Work task :: Copy out each row below word for word, leaving every character unchanged.

Stored items:
++++++++

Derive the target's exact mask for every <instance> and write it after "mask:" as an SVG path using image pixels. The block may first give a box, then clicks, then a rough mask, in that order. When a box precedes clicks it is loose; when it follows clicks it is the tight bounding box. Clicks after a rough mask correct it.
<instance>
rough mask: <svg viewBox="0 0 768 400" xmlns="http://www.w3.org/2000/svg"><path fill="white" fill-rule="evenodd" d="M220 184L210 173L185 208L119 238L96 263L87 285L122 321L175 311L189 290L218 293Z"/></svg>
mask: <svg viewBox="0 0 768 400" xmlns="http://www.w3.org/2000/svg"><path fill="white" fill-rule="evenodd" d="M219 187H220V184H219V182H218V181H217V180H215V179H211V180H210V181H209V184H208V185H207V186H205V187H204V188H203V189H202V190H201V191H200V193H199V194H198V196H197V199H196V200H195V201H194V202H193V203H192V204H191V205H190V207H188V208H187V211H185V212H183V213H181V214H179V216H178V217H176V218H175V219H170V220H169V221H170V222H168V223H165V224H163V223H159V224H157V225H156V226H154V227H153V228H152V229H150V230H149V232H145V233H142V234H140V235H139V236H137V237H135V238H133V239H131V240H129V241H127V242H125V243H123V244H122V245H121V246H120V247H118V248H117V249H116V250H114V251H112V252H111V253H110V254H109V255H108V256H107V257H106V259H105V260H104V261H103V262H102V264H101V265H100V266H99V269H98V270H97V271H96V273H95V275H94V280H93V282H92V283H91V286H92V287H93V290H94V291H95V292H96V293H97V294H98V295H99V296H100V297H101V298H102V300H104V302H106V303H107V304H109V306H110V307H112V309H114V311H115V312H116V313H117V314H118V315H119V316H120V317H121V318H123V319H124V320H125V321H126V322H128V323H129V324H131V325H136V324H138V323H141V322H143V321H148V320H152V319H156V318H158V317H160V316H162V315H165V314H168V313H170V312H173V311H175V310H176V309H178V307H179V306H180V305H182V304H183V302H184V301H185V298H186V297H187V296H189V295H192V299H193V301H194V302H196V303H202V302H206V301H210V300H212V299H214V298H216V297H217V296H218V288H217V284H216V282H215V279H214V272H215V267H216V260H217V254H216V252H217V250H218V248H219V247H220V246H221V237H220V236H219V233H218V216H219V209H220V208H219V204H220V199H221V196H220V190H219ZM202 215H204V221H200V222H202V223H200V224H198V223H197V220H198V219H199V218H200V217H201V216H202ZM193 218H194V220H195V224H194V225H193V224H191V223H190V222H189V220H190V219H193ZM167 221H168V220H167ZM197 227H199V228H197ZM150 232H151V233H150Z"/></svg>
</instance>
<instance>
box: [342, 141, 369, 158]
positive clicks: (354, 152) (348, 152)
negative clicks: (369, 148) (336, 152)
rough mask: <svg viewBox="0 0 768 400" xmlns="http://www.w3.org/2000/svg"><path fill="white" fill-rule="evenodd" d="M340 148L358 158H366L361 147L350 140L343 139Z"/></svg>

++++++++

Solution for this exercise ::
Derive the target's exact mask for every <instance> and write it after "mask:" as an SVG path using image pixels. The block may first give a box, then clicks, then a rough mask, in that order. When a box precedes clicks it is loose; when it follows clicks it is the tight bounding box. Clicks after a rough mask correct it.
<instance>
rough mask: <svg viewBox="0 0 768 400" xmlns="http://www.w3.org/2000/svg"><path fill="white" fill-rule="evenodd" d="M220 184L210 173L185 208L119 238L96 263L87 285L122 321L175 311L189 290L218 293Z"/></svg>
mask: <svg viewBox="0 0 768 400" xmlns="http://www.w3.org/2000/svg"><path fill="white" fill-rule="evenodd" d="M219 187H220V184H219V182H218V181H217V180H215V179H211V180H210V181H209V184H208V185H207V186H205V187H204V188H203V189H202V190H201V191H200V193H199V194H198V196H197V199H196V200H195V201H194V202H193V203H192V204H191V205H190V207H188V208H187V211H185V212H183V213H181V214H179V216H178V217H176V218H175V219H170V220H169V221H170V222H168V223H165V224H163V223H159V224H157V225H156V226H154V227H153V228H152V229H150V230H149V232H145V233H142V234H140V235H139V236H137V237H135V238H133V239H131V240H129V241H127V242H125V243H123V244H122V245H121V246H120V247H118V248H117V249H116V250H114V251H112V252H111V253H110V254H109V255H108V256H107V257H106V259H105V260H104V261H103V262H102V264H101V265H100V266H99V269H98V270H97V271H96V273H95V275H94V280H93V282H92V283H91V286H92V287H93V290H94V291H95V292H96V293H97V294H98V295H99V296H100V297H101V298H102V300H104V302H106V303H107V304H109V306H110V307H112V309H114V311H115V312H116V313H117V314H118V315H119V316H120V317H121V318H123V319H124V320H125V321H126V322H128V323H129V324H131V325H136V324H138V323H141V322H143V321H148V320H152V319H156V318H158V317H160V316H162V315H165V314H168V313H170V312H173V311H175V310H176V309H178V307H179V306H180V305H182V304H183V302H184V301H185V298H186V297H187V296H189V295H192V299H193V301H194V302H196V303H202V302H206V301H210V300H212V299H214V298H216V297H217V296H218V288H217V284H216V282H215V279H214V272H215V267H216V260H217V254H216V252H217V250H218V248H219V247H220V246H221V237H220V236H219V233H218V216H219V209H220V208H219V204H220V199H221V196H220V190H219ZM202 215H204V221H200V222H202V223H200V224H198V223H197V220H198V219H199V218H200V217H201V216H202ZM193 218H194V220H195V224H194V225H193V224H191V223H190V222H189V220H190V219H193ZM167 221H168V220H167ZM197 227H199V228H197ZM150 232H151V233H150Z"/></svg>
</instance>
<instance>
box: [342, 141, 369, 158]
positive clicks: (354, 152) (348, 152)
negative clicks: (369, 148) (336, 152)
rough mask: <svg viewBox="0 0 768 400" xmlns="http://www.w3.org/2000/svg"><path fill="white" fill-rule="evenodd" d="M340 148L358 158H366L361 147L350 140L343 139Z"/></svg>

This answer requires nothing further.